**Task statement**
Each entry needs to be repeated exactly, with nothing added or removed.

• • • •

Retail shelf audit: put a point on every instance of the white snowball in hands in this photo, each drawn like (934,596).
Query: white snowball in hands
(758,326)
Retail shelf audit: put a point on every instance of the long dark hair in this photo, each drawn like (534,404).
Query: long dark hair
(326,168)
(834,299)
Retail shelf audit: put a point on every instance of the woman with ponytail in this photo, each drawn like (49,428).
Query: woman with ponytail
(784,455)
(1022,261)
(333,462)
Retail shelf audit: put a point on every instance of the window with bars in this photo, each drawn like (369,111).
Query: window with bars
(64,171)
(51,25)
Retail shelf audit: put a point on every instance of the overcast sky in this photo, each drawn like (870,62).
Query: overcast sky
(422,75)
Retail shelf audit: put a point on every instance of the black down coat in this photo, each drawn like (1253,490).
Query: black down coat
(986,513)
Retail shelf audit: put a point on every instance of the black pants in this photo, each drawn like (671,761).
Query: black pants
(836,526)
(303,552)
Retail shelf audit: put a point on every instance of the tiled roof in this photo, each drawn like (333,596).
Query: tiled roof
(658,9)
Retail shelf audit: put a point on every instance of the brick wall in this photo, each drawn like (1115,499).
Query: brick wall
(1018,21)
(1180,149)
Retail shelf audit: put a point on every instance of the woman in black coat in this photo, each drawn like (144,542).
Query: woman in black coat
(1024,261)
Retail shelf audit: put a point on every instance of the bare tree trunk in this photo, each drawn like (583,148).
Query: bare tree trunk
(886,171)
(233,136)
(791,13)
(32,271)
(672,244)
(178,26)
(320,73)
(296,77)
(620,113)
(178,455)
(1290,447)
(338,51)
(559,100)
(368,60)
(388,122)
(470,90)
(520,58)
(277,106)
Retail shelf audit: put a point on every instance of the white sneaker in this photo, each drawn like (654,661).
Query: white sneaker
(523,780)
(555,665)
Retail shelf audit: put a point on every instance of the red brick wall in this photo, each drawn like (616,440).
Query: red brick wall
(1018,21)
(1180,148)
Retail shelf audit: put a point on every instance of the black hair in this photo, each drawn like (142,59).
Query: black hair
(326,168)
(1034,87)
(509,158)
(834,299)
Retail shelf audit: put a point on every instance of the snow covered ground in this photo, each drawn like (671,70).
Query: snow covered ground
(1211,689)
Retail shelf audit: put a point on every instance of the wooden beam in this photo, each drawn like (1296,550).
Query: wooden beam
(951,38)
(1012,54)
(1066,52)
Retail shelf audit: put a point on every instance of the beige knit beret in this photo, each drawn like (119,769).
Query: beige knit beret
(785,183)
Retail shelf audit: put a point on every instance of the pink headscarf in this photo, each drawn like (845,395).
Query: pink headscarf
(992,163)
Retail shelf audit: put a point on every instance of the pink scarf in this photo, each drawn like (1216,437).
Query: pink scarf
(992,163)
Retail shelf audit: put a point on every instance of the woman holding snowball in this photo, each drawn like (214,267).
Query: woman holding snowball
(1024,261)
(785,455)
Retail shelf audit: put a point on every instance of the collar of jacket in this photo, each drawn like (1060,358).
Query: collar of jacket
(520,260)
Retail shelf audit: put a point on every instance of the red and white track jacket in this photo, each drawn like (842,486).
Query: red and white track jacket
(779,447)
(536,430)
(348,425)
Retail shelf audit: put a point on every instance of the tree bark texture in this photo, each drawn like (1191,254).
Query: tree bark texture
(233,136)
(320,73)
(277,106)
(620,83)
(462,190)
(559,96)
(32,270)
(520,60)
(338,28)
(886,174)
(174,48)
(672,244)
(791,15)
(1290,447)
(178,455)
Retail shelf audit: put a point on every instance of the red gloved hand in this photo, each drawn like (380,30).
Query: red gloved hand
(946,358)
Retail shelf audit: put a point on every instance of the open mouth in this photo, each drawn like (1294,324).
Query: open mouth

• • • •

**Exercise solution**
Retail shelf audit: put a point on every instance of the white snowball in hands in this photo, each drawn like (934,596).
Query: white snowball in hands
(758,326)
Retail shelf audit: put a point on every instance of the long dark hair in this photo, each drawn like (534,404).
Query: long dark hair
(326,168)
(834,299)
Retail shelf audit: put a point on every instance of the woman with ponytail in this photo, each drawn like (49,428).
Query: woman with ponytail
(784,455)
(1022,261)
(333,462)
Retail shelf audit: put a point on every instance of the window with bars in this photo, each drawn like (369,111).
Query: window with bars
(64,171)
(51,25)
Retail shelf audit: put a point on every instance of the overcast sky in this photo, each drawn like (870,62).
Query: overcast sky
(422,75)
Retail shelf audit: put a point on every instance of the black down coat in this photo, each drawn like (1253,490).
Query: black down coat
(986,513)
Retail shelf audit: put a point on every instance of the black pants in this photo, each drawn like (671,761).
Query: black pants
(836,526)
(303,552)
Retail shelf audit: put a point on every instance of the tiled roof in this photo, each drawn like (333,596).
Query: tiled roof
(658,9)
Retail shelf audit: put a point on every instance of the brick wall in this photo, each drawn like (1115,499).
Query: brick wall
(1018,21)
(1180,149)
Retail shelf audit: put a point on every instance of the woman in black coat in this photo, each drawn like (144,542).
Query: woman in black coat
(1024,261)
Retail shelf audit: put a point on every instance of the bare tree trunk in this photo, each drawn like (583,148).
Query: bare tree trunk
(886,171)
(233,136)
(791,13)
(32,271)
(672,244)
(178,26)
(320,73)
(296,77)
(620,113)
(178,455)
(1290,447)
(338,51)
(559,100)
(368,60)
(388,122)
(470,90)
(520,58)
(277,106)
Retail shelf audit: put a point on every instance of the white sneaker in this photo, each drawn like (654,661).
Query: white sneaker
(523,780)
(555,665)
Retail shelf audit: put a point on every instance of the red brick wall in this photo, each drawn like (616,440).
Query: red brick wall
(1018,21)
(1180,148)
Retail shelf audit: put a point on every instance of the black hair in this photo, each drawn like (142,59).
Query: black hair
(326,168)
(1034,87)
(509,158)
(834,299)
Retail shelf audit: put a point on every instance of the snow covered ground in this photo, each drawn like (671,70).
Query: snow covered ground
(1211,689)
Retail shelf audit: put a point on every instance of the wooden beam in this photo, each drawn like (1296,550).
Query: wooden beam
(951,38)
(1012,54)
(1066,52)
Retail shelf audit: put a point on every instance of the beige knit beret in this photo, each drawn like (119,769).
Query: beige knit beret
(785,183)
Retail shelf audit: put a point on every instance of the pink headscarf in this photo, each drawn like (845,395).
Query: pink headscarf
(992,163)
Retail shelf audit: put a point on every instance of the pink scarf in this photo, each drawn like (1216,437).
Query: pink scarf
(992,163)
Retail shelf audit: put a point on every instance of the woman holding snowball in this photo, each drawn like (214,267).
Query: woman holding snowball
(1024,261)
(785,455)
Retail shelf audit: put a point on every instance of the collar of jacket in this photo, each drawn like (1060,358).
Query: collar of jacket
(520,260)
Retail shelf audit: put a point on every instance of the red and white track jacket in this photo, each drawn like (842,486).
Query: red and white track jacket
(779,447)
(536,430)
(348,425)
Retail shelf audit: put a point on every instance of the tree bark texture in this photo, each drawn like (1191,254).
Query: tree bark texture
(233,136)
(320,73)
(277,106)
(620,83)
(462,190)
(559,96)
(32,270)
(520,60)
(338,28)
(886,174)
(174,48)
(672,244)
(791,15)
(1290,447)
(178,455)
Retail shelf audit: put a point on every instance of the red gloved hand in this photo, each drawn like (380,30).
Query: red gloved hand
(946,358)
Retail shelf audit: put a point on every instance of the open mouth in this photo, each drawn like (1294,324).
Query: open mouth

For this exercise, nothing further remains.